** DOCUMENT TEXT follows **

Past research cited specialized and basic causes for accidents in the mining industry. In the study of Javadi et al (2016) on the Tabas coal mine, falling on the roof of the extraction workshop and falling in the corridors of the extraction zones were identified as the major hazards in that mine [8]. Zhang et al (2016) concluded that the three factors affecting mining accidents included the lack of safety training, mining safety liability rules and regulations, as well as monitoring and inspection rules and regulations [9].
Risk assessment is one of the fundaments of safety management, with its objective being to identify, evaluate, and control risk factors affecting employee health and safety in the industry [10, 11]. There are different methods for identifying hazards, which can be employed depending on the stage of the process development in the system life cycle, system complexity, process type, organizational culture, workers' experience, and expertise of the hazard identification team members [12, 13]. Job safety analysis (JSA) is one of the methods through which risk assessment can be performed for activities and occupations. In fact, JSA is a method of studying jobs accurately and regularly to identify and assess existing or potential risks in each process or job. In this method, the job is broken down step by step; next, the risks of each step are identified, and control solutions are provided in the end. The main objective of this method is to find a safe way to do things and prevent related accidents. In addition, using this method, it is possible to understand what is needed in training employees. Besides, JSA can be used to develop a safety management and
accident prevention program [14]. The failure modes and effects analysis (FMEA) technique was introduced as a valid technique among risk analysis techniques [15]. The purpose of the FMEA technique is to prevent accidents in a process. In other words, through optimizing processes and products, it causes a significant reduction in material damage and human injuries caused by unwanted accidents. Since suggestions and corrective actions are presented in the early stages of process development in this method, changes are relatively simple and inexpensive [16, 17]. As a result, there is a robust process without critical conditions, which probably does not need to be gone through until the end of the system life cycle [9].

Due to the abundance of mineral resources in Iran and the high number of workers in the mines, it is necessary to study occupational hazards in the mining industry [18]. Given the size and importance of the Golgohar Mining Company in Sirjan City, this study aims to investigate occupational hazards and perform a risk assessment in Golgohar mine no. 1. In the present study, JSA and FMEA methods were used to identify risks and rank risk levels.

** End of DOCUMENT TEXT **
** RECORD EXCERPTS follows **

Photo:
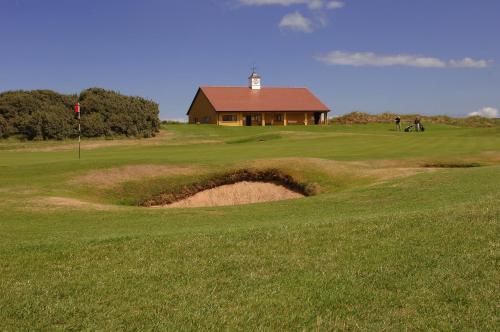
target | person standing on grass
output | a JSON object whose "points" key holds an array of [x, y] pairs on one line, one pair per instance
{"points": [[417, 124], [398, 123]]}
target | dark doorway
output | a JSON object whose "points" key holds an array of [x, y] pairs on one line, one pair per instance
{"points": [[317, 117]]}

** End of RECORD EXCERPTS **

**TASKS TO COMPLETE**
1/ Decide whether each statement below agrees with the mining risk-assessment text. Answer yes or no, and quote the words from the text that decide it.
(a) The Javadi et al. study identified falls in the corridors of the extraction zones as a major hazard in the Tabas coal mine.
(b) In the FMEA technique, suggestions and corrective actions are presented in the late stages of process development.
(c) The main objective of JSA is to find a safe way to do things and prevent related accidents.
2/ Pick up the mining risk-assessment text after its final sentence and write the next part.

**ANSWERS FOR THE TASKS**
1/
(a) Yes: "falling on the roof of the extraction workshop and falling in the corridors of the extraction zones were identified as the major hazards in that mine"
(b) No: "suggestions and corrective actions are presented in the early stages of process development in this method"
(c) Yes: "The main objective of this method is to find a safe way to do things and prevent related accidents."

2/
Materials and Methods
A descriptive study was conducted on the Golgohar Mining Industrial Company in Sirjan city, Kerman Province, 2020. Sampling was performed through a census and all 763 workers of the mine were invited (Table 1). This article was extracted from a master's thesis.

Table 1. Demographic information of the studied population (n = 763)
Job N Age (year)
Mean (SD)
Work experience (year)
Mean (SD)
Job N Age (year)
Mean (SD)
Work experience (year)
Mean (SD)
Dump truck operator 190 34.4 (3.1) 10.2 (3.2) Operation and repair supervisors 25 38.6 (4.1) 15.6 (3.6)
Mechanical repairman 114 31.7 (1.2) 6.2 (4.9) Carwash personnel 31.3 (5.6) 10.3 (4.6)
Service worker 60 37.4 (3.5) 11.6 (5.2) Loader operator 15 39.4 (5.3) 16.7 (2.7)
Welder 51 40.7 (2.7) 13.5 (7.4) Operator shavel 15 36.8 (3.4) 14.6 (8.2)
Explosive personnel 47 29.2 (5.8) 6.2 (3.6) Lathe operator 14 41.3 (5.8) 20.5 (5.9)
Kitchen staff 39 43.1 (4.1) 19.3 (7.5) Warehouse keeper 11 33.4 (1.5) 11.3 (2.8)
Excavator operator 30 29.7 (4.9) 6.9 (4.6) Puncture personnel 8 36.1 (4.5) 13.6 (3.6)
Car electrician 27 28.5 (5.1) 6.3 (2.9) Topographer 7 35.2 (7.4) 13.2 (7.5)
Industrial electrician 25 33.5 (8.2) 11.4 (3.6) Forklift operator 4 42.2 (5.1) 18.5 (3.9)
Carrier of explosives 19 42.6 (3.1) 20.1 (5.7) Excavation workers 32 40.7 (6.3) 17.2 (7.3)
Truck driver 30 45.7 (3.4) 22.4 (3.9) Total 763

JSA was used to identify hazards of the studied jobs. After identifying jobs with most hazards, occupational risk levels were assessed using the FMEA technique.
JSA: JSA should be performed by a team; thus, a team consisting of a supervisor, an experienced worker, and a safety and health expert was formed to implement this technique to identify and evaluate risks of each job. For the purpose of analysis, each task was broken down into successive steps. Next, different tasks of jobs were identified. At the next stage, hazards of each task of the jobs were identified. Besides, all equipment and machinery, job steps, production processes, and workplace conditions were identified, and risk factors were examined [19, 20].
FMEA: Significant hazards identified in the previous step were assessed in this step. Next, hazards of the environment were assessed using the FMEA method. Besides, the risk priority number (RPN) was calculated using Formula. 1 as follows:

Formula 1.
RPN = S × O × D    Eq. 1
Where S, O, and D represent severity, occurrence, and detection, respectively.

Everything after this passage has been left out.